根据这篇讲动态DP的页面摘录回答以下问题:
1. 点数和操作数 n、m 的上限是多少?
2. 矩阵乘法 C[i][j]=∑A[i][k]*B[k][j] 被改成了什么形式?
3. g[u][0/1] 表示什么?

■ **页面摘录**
#####

动态DP
动态DP
最大权独立集
修改树上的点权, 并查询最大权独立集, 即选出一些不相邻的点, 使他们点权和最大
点数和操作数\(n, m(\le 10^5)\)
假如不修改的话:
- 设\(f[x][0/1]\)表示这个点选不选时, 整棵子树的最大点权和
- \(f[u][0]=\sum \max(f[v][0/1])\)
- \(f[u][1]=\sum f[v][0]+Val(u)\)
那么要修改查询怎么办呢?
- 熟练剖分
- 套路是利用矩阵表示\(DP\)方程, 然后利用矩阵的结合律和线段树的区间维护, 来快速修改查询区间的值
- 设\(f[x]\)为这个点的真答案, \(g[x]\)为这个点除了重子树外的假答案
- 这样每次修改就只需要更新到根的路径中,轻儿子连到的那个重链的点的\(g\)值即可
以这道题具体来说:
设\(g[u][0/1]\)表示这个点除了重子树外取与不取的最大权值和
将矩阵\(C[i][j]=\sum A[i][k]*B[k][j]\)改为\(C[i][j]=\max(A[i][k]+B[k][j])\)
至于为什么魔改之后仍满足结合律,参考floyd的代码实现就可以了
- 三个
for枚举并取\(\max\),显然两次矩乘先后乘都没关系
继续:
\[\begin{bmatrix}
g[u][0] & g[u][0] \\
g[u][1] & -\infty \\
\end{bmatrix}
*
\begin{bmatrix}
f[hson][0] \\
f[hson][1]
\end{bmatrix}
=
\begin{bmatrix}
f[u][0] \\
f[u][1]
\end{bmatrix}
\]
那么在一条重链上:
\[\prod_{i=1}^{n-1}
\begin{bmatrix}
g[i][0] & g[i][0] \\
g[i][1] & -\infty \\
\end{bmatrix}
*
\begin{bmatrix}
f[n][0] \\
f[n][1]
\end{bmatrix}
=
\begin{bmatrix}
f[1][0] \\
f[1][1]
\end{bmatrix}
\]
由于在记录一个\(f\)矩阵太烦了, 思考怎么用\(g\)表示\(f\)
由于\(g[n][0/1]=f[n][0/1]\)

#####

■ **记录信息**
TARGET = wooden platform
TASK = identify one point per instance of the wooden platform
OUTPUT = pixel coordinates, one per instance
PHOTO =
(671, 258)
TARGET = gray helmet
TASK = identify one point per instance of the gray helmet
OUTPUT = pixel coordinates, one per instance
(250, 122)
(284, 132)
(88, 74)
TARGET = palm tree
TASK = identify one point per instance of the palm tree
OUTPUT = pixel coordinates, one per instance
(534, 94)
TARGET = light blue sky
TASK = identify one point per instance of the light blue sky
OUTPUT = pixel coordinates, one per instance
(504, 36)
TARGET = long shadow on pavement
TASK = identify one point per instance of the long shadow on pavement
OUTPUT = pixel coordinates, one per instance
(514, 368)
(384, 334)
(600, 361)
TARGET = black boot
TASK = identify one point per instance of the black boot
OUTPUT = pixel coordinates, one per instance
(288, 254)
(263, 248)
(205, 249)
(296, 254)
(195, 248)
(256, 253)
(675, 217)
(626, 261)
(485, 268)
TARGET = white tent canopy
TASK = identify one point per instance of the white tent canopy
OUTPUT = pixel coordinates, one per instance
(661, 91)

#####

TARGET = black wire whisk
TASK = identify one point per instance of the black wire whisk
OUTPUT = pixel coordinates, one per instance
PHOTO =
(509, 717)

#####

■ **问题解答**
1. 不超过 10^5。
2. 改为 C[i][j]=max(A[i][k]+B[k][j])。
3. 表示这个点除了重子树外取与不取的最大权值和。